======== Text excerpt ========

JULIA: Which also feels very appropriate for the time period that he was writing in, and also being a Frenchman. The French loved Dumas version of the story, though, and it inspired another iteration from another famous French author. This is Gaston Leroux.
AMANDA: Oh.
JULIA: Do you recognize his name, Amanda?
AMANDA: No.
JULIA: You might know him as the author of the original Phantom of the Opera.
AMANDA: Oh, really? Yeah, not—
JULIA: Yeah.
AMANDA: —a musical in my canon, but obviously, huge impact still being played today.
JULIA: Phantom of the Opera was then adapted as one of the earliest universal monster movies, where it was played by Lon Chaney. That version was then turned into a separate play, which was then turned into a musical.
AMANDA: Yes.
JULIA: But then a different musical was then written by Andrew Lloyd Webber, which is the one that is now running as a interactive musical piece, not on Broadway, but off Broadway, called Masquerade. So lot of— long storyline for the Phantom of the Opera, for sure.

========

(Exercise description)
Carry on the conversation about the Phantom of the Opera's many adaptations, starting after its last line.

======== Given data ========

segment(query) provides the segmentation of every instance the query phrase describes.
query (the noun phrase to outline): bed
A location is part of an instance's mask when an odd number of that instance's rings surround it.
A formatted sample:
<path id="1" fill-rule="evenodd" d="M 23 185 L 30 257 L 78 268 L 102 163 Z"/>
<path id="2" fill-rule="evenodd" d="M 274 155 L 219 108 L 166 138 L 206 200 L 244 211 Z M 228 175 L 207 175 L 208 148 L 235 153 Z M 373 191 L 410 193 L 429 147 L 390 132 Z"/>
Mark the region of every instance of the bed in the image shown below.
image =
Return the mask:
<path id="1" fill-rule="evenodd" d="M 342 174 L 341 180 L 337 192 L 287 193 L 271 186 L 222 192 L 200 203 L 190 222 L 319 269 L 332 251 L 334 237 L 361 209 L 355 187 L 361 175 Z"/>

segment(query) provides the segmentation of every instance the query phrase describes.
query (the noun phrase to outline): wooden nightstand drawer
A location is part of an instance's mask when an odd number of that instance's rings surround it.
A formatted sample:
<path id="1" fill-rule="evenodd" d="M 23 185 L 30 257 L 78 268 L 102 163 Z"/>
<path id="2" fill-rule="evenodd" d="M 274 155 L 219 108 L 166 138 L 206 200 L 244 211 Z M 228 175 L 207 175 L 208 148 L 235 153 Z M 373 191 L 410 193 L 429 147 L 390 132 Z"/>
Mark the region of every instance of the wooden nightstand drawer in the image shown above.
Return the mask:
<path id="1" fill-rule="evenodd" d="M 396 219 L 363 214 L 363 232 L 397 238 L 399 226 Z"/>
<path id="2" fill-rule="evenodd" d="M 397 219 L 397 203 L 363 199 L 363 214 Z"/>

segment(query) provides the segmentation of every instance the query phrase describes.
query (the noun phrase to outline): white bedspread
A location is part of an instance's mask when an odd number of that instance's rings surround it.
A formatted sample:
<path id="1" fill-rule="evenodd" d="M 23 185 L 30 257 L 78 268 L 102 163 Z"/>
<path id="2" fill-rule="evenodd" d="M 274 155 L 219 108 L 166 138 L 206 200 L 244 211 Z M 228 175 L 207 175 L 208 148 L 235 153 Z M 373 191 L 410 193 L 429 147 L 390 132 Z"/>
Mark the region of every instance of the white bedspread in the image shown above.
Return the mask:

========

(Response)
AMANDA: Deep lore, y'all.
JULIA: I love it. They're— actually, on my birthday, they're playing a— when this episode comes out.
AMANDA: Today. Yeah.
JULIA: They are playing a double feature of Nosferatu and Phantom of the Opera at the, like, movie arts center that I really like, with a live orchestra. So I'm like, "Do I have time to go see that tonight? Maybe I should. Who knows?"
AMANDA: That sounds amazing.
JULIA: So Gaston Leroux, original Phantom of the Opera, he published his own version of The Girl with the Velvet Necklace, titled The Woman with the Velvet Necklace. Wow. So original. Same exact title as Dumas, in 1924. So he uses a fun, little framing device, which I think you'll like. Amanda. I like a fun, little framing device like I love the fact that Dracula's written a series of letters, right? So he uses this fun, little framing device, which is an old, retired sea captain who is recounting the tale that he heard while he was in Corsica 30 years before.
AMANDA: Really good, really good.
JULIA: So he's telling the story to another younger sailor, and we cut back to 30 years earlier, where the mayor of Corsica is throwing a costume ball, which is, for whatever reason, French Revolution-themed.
AMANDA: Listen, Julia, they knew when it was happening that it was giving, okay? The French Revolution was mother, and they knew it at the time, and it remains mother to this day, to the extent that we have banned it from RuPaul's Drag Race TV show, because people do Marie Antoinette too much.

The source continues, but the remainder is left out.